* _Exercise A_:
Please translate this sentence from the Poisson coefficients text into Spanish: "A unit increase in \(x_k\) multiplies the expected count by \(\exp(\beta_k)\)."
* _Exercise B_:
Output the Poisson coefficients text from "A unit increase" to "irr = np.exp(coef)", copied without changes.
* _Exercise C_:
Go on with the Poisson coefficients text, starting right after its last line.

* _Text section_:
■ ■ ■ ■
Poisson coefficients have a semi-elasticity interpretation:

\[\frac{\partial \ln E[y \mid X]}{\partial x_k} = \beta_k\]

This means: a one-unit increase in \(x_k\) changes \(E[y]\) by approximately \(100 \times \beta_k\) percent.

# Print coefficients as semi-elasticities
for name, coef, se in zip(results.exog_names, results.params, results.se):
    pct_change = 100 * coef
    print(f"{name}: beta = {coef:.4f} (SE = {se:.4f})")
    print(f"  -> 1-unit increase in {name} changes E[y] by {pct_change:.1f}%")

For incidence rate ratios (IRR), exponentiate the coefficients:

\[\text{IRR}_k = \exp(\beta_k)\]

A unit increase in \(x_k\) multiplies the expected count by \(\exp(\beta_k)\).

# Incidence Rate Ratios
for name, coef in zip(results.exog_names, results.params):
    irr = np.exp(coef)
    print(f"{name}: IRR = {irr:.4f}")
    print(f"  -> 1-unit increase in {name} multiplies E[y] by {irr:.3f}")

Predictions

All Poisson models support predictions in two forms:

# Predicted counts: E[y|X] = exp(X'beta)
y_hat = results.predict(type="response")

# Linear predictor: X'beta
xb = results.predict(type="linear")

Configuration Options

PooledPoisson / PoissonQML

Parameter Type Default Description
endog array-like required Dependent variable (non-negative counts)
■ ■ ■ ■
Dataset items
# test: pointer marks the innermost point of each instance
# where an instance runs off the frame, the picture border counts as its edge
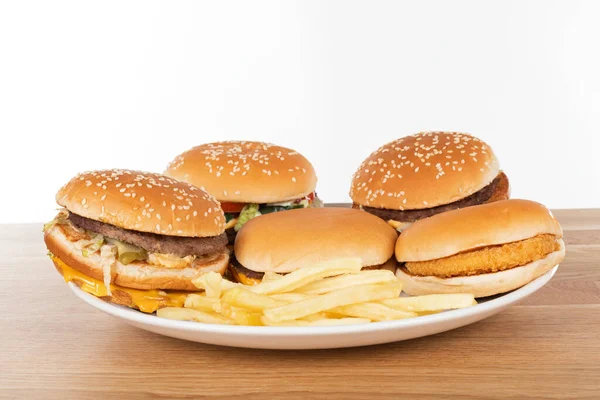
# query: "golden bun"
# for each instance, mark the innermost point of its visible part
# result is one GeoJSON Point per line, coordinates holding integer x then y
{"type": "Point", "coordinates": [144, 202]}
{"type": "Point", "coordinates": [482, 285]}
{"type": "Point", "coordinates": [136, 275]}
{"type": "Point", "coordinates": [289, 240]}
{"type": "Point", "coordinates": [246, 172]}
{"type": "Point", "coordinates": [455, 231]}
{"type": "Point", "coordinates": [423, 171]}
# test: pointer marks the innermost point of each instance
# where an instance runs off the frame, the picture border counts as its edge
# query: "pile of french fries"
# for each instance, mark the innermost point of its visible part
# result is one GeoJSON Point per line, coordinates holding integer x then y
{"type": "Point", "coordinates": [335, 292]}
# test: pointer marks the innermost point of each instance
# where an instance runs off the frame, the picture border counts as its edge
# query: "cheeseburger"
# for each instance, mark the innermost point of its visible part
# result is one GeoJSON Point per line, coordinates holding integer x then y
{"type": "Point", "coordinates": [136, 238]}
{"type": "Point", "coordinates": [285, 242]}
{"type": "Point", "coordinates": [248, 179]}
{"type": "Point", "coordinates": [484, 250]}
{"type": "Point", "coordinates": [426, 174]}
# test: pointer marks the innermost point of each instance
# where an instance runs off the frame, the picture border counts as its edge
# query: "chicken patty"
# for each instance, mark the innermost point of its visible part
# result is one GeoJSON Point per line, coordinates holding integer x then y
{"type": "Point", "coordinates": [487, 259]}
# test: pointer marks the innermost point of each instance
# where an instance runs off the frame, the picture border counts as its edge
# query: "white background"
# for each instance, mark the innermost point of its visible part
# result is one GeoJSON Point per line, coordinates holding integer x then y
{"type": "Point", "coordinates": [87, 85]}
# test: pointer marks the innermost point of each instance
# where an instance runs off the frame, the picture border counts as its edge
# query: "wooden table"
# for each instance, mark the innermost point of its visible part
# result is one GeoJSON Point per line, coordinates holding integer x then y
■ ■ ■ ■
* _Reply A_:
Un aumento de una unidad en \(x_k\) multiplica el conteo esperado por \(\exp(\beta_k)\).

* _Reply B_:
A unit increase in \(x_k\) multiplies the expected count by \(\exp(\beta_k)\).

# Incidence Rate Ratios
for name, coef in zip(results.exog_names, results.params):
    irr = np.exp(coef)

* _Reply C_:
exog array-like required Independent variables
entity_id array-like None Entity identifiers (for clustering)
time_id array-like None Time identifiers

fit() Parameters

Parameter Type Default Description
start_params array None Starting values for optimization
method str "BFGS" Optimization method
maxiter int 1000 Maximum iterations
se_type str "cluster" Standard error type: "cluster" or "robust"

PoissonFixedEffects

Same constructor as Pooled, but entity_id is required. The fit() method does not take se_type (standard errors come from the conditional likelihood).

RandomEffectsPoisson

Same constructor as Pooled, but entity_id is required. The fit() method accepts:

Parameter Type Default Description
distribution str "gamma" RE distribution: "gamma" or "normal"
start_params array None Starting values

Standard Errors

SE Type Models Description
"cluster" PooledPoisson, PoissonQML Clustered by entity (default)
"robust" PooledPoisson, PoissonQML Heteroskedasticity-robust (sandwich)
Conditional ML PoissonFixedEffects From conditional log-likelihood Hessian
Model-based RandomEffectsPoisson From integrated log-likelihood Hessian

Diagnostics

Overdispersion Test

The Poisson assumption \(\text{Var}(y) = E[y]\) rarely holds in practice. Use check_overdispersion() to test:

from panelbox.models.count import PooledPoisson

model = PooledPoisson(
    endog=data["patents"],
    exog=data[["rd_spending", "employees"]],
    entity_id=data["firm"],
    time_id=data["year"]
)
results = model.fit(se_type="cluster")

# Cameron-Trivedi test for overdispersion
od_test = results.check_overdispersion()
print(od_test)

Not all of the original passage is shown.